--- SELECTED PASSAGE Enclosed Below ---

Revenue rises, but Link posts US$2.2m loss on revaluations

Link Asset Management has recorded a US$2.2 million paper loss due to property revaluations, in a trading year when revenue rose 6.8 per cent to $1.38 billion. 

The company, which manages a large portfolio of community malls in Hong Kong and has recently expanded its portfolio in Mainland China, says occupancy rates remained strong. 

Despite external factors impacting the business, such as civil unrest in Hong Kong and the more recent Covid-19 outbreak, occupancy in Hong Kong is running at 96.5 per cent. However, as lease negotiations suffered from weak sentiment, the overall portfolio reversion rate, (excluding short-term leases under one year) slowed to 12.6 per cent during the year with an increased number of renewal leases at negative reversion rates, the company said.

The average monthly unit rent increased by 3.4 per cent year on year to $9.07 per square foot as at March 31. The rent-to-sales ratio was steady at 14.7 per cent.

“In a challenging year, Link’s business has demonstrated resilience as we focus our portfolio on providing a welcoming, safe and healthy environment to fulfil the everyday needs of local communities,” said Link chairman Nicholas Allen. “Despite considerable external uncertainties, we will stay focused on our strengths, whilst remaining agile and resilient to meet the challenges ahead.”

Link believes the resilience of its portfolio, which has a largely non-discretionary trade mix, will help it ride out the impact of social unrest and the pandemic. That is evident by the retail sales of tenants in its overall portfolio falling by just 1.7 per cent on a gross sales per square foot basis for the full year. That in an era when Hong Kong’s retail sales plunged around 40 per cent in the first quarter of this year. 

However, it noted that lease negotiations were noticeably slower this year. 

“Link expects its Hong Kong retail income to remain steady in the current financial year while its Mainland retail portfolio is expected to continue to see positive rental reversions. A strong balance sheet will help Link weather the economic downturn and volatility,” the company said. 


Tenants classified as supermarkets or selling foodstuffs saw sales rise by 8.3 per cent, while food & beverage outlets and general retailers saw declines of 3.4 per cent and 6.8 per cent respectively. 

Across the border, the total revenue of Link’s mainland portfolio rose by 41.1 per cent last year and the average retail occupancy stood at 97.8 per cent, with retail reversions at 29.6 per cent. “The Covid-19 outbreak forced many tenants to close or scale back their businesses due to social-distancing measures. Link has offered relief measures to the affected tenants. It has been encouraging to see tenant businesses returning since mid-March.” the company said.

--- End of Enclosed SELECTED PASSAGE ---

> [PROBLEM SET]:
[A] Write out the Link results article word for word, beginning at "Link believes the" and stopping after "of this year.".
[B] In the Link results article, why did the overall portfolio reversion rate slow during the year?
The lines come from a separate source, not from the Link results article.

--- RECORDED INFORMATION Enclosed Below ---

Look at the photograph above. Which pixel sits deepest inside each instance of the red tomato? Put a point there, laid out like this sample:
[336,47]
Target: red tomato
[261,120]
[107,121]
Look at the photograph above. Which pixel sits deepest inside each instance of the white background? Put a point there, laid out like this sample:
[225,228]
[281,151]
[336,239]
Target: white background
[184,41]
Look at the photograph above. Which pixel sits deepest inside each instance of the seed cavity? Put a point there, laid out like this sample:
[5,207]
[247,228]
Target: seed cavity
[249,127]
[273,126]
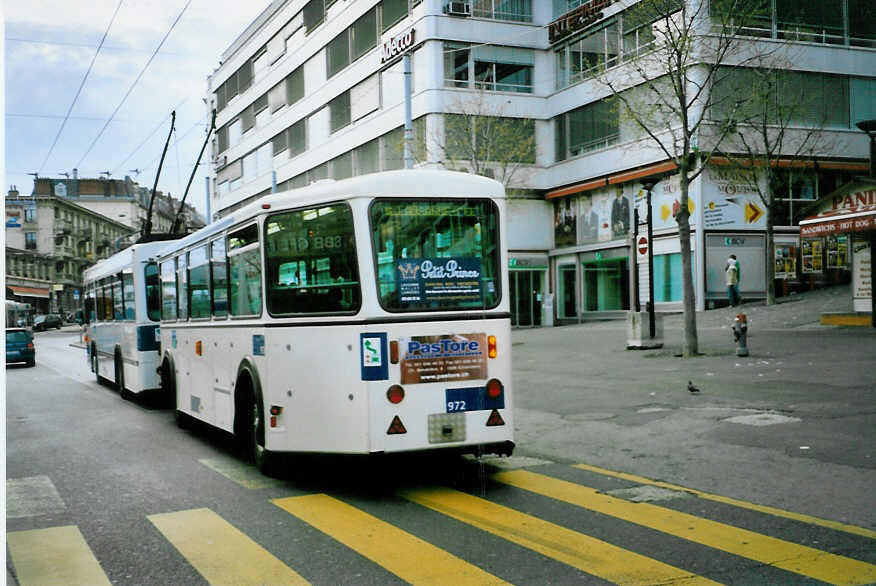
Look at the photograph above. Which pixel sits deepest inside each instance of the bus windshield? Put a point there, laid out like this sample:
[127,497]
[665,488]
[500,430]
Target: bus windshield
[436,254]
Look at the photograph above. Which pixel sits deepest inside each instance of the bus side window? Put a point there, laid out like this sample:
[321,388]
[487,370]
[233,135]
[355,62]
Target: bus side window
[245,271]
[219,278]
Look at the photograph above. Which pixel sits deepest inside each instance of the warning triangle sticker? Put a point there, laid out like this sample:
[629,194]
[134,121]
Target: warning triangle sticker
[396,427]
[495,419]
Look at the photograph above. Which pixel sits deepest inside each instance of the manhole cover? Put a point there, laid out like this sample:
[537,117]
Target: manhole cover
[760,419]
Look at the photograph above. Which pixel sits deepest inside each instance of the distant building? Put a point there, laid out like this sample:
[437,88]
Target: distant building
[314,89]
[68,224]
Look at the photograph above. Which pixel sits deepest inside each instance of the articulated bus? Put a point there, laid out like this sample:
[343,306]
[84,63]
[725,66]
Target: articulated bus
[122,312]
[362,316]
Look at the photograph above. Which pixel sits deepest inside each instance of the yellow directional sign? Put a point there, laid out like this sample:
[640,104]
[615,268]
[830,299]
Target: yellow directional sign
[752,212]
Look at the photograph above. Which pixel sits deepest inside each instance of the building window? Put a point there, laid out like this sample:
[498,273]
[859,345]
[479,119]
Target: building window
[365,33]
[587,128]
[392,11]
[338,53]
[339,110]
[314,14]
[514,10]
[505,69]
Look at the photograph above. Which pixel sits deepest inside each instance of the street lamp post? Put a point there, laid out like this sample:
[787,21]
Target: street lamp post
[869,126]
[648,185]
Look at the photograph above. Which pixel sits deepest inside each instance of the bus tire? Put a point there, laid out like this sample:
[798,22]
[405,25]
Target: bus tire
[249,424]
[120,377]
[95,365]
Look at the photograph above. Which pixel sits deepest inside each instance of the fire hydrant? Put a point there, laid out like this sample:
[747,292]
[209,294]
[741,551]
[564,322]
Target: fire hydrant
[740,334]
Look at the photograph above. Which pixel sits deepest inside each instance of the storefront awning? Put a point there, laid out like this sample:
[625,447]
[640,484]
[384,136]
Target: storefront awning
[857,219]
[29,291]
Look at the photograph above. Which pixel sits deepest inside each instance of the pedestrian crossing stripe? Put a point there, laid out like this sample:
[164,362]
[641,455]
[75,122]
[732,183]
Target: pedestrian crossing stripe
[54,556]
[220,552]
[580,551]
[788,556]
[862,531]
[407,556]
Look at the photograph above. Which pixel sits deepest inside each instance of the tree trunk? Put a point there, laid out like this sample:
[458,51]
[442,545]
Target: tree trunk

--- End of Enclosed RECORDED INFORMATION ---

> [ANSWER LIST]:
[A]
Link believes the resilience of its portfolio, which has a largely non-discretionary trade mix, will help it ride out the impact of social unrest and the pandemic. That is evident by the retail sales of tenants in its overall portfolio falling by just 1.7 per cent on a gross sales per square foot basis for the full year. That in an era when Hong Kong’s retail sales plunged around 40 per cent in the first quarter of this year.

[B] It slowed because lease negotiations suffered from weak sentiment. The rate, excluding short-term leases under one year, fell to 12.6 per cent, and more renewal leases were signed at negative reversion rates.